● EXERCISE AIM: In the article on hemp compounds and COVID-19, against which two variants were the hemp compounds equally effective?

● EXTRACTED TEXT:
--- START ---

OSU study shows hemp compounds prevent COVID-19 virus from entering human cells
CORVALLIS, Ore. (Gray News) – Researchers at Oregon State University have identified hemp compounds that show the ability to prevent the virus that causes COVID-19 from entering human cells.
According to the university, a pair of cannabinoid acids bind to the COVID-19 spike protein, which stops the virus from infecting people.
OSU said this “spike protein is the same drug target used in COVID-19 vaccines and antibody therapy.”
A disease or virus follows a specific process for infecting a person. A drug target is described as any molecule critical to that process that can be disrupted to stop infection or progression.
“These cannabinoid acids are abundant in hemp and in many hemp extracts,” said Richard van Breemen, a researcher with Oregon State’s Global Hemp Innovation Center. “They are not controlled substances like THC, the psychoactive ingredient in marijuana, and have a good safety profile in humans.”
Van Breemen explained the research showed the hemp compounds were equally effective against the alpha and beta variants of COVID-19.
“Our data show CBDA and CBGA are effective against the two variants we looked at, and we hope that trend will extend to other existing and future variants,” van Breemen said.
OSU invented a chemical screening technique for the study led by van Breeman.
The research team screened a range of botanicals used as dietary supplements, including red clover, wild yam, hops and three species of licorice, the university reported.
“Cell entry inhibitors, like the acids from hemp, could be used to prevent SARS-CoV-2 infection and also to shorten infections by preventing virus particles from infecting human cells,” van Breemen said, adding compounds that block virus-receptor interaction has been helpful for patients with other viral infections.

--- END ---

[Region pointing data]
--- START ---

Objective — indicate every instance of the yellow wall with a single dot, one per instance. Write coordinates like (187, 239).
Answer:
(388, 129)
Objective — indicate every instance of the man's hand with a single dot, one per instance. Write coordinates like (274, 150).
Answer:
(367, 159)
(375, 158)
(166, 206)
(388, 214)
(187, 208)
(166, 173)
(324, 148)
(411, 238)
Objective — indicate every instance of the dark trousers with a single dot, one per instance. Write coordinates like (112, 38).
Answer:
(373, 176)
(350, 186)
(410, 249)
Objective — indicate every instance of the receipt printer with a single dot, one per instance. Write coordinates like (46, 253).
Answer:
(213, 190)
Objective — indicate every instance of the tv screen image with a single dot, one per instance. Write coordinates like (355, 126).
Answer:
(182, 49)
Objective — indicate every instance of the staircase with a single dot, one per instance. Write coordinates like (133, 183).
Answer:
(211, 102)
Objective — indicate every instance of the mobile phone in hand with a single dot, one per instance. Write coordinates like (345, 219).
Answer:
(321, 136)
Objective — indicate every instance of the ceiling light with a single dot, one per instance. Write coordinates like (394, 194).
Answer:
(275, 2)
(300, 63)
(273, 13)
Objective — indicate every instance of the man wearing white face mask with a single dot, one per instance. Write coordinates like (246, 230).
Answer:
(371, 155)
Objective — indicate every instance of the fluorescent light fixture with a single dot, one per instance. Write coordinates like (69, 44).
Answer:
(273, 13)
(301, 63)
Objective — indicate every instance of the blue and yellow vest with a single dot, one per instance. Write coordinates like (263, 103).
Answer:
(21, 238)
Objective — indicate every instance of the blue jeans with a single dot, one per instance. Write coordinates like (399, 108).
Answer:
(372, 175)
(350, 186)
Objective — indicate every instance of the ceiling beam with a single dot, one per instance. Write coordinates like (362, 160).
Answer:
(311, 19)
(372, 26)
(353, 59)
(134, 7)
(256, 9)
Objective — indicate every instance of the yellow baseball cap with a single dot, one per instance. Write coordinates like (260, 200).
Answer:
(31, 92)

--- END ---

● RESPONSE AREA: The alpha and beta variants.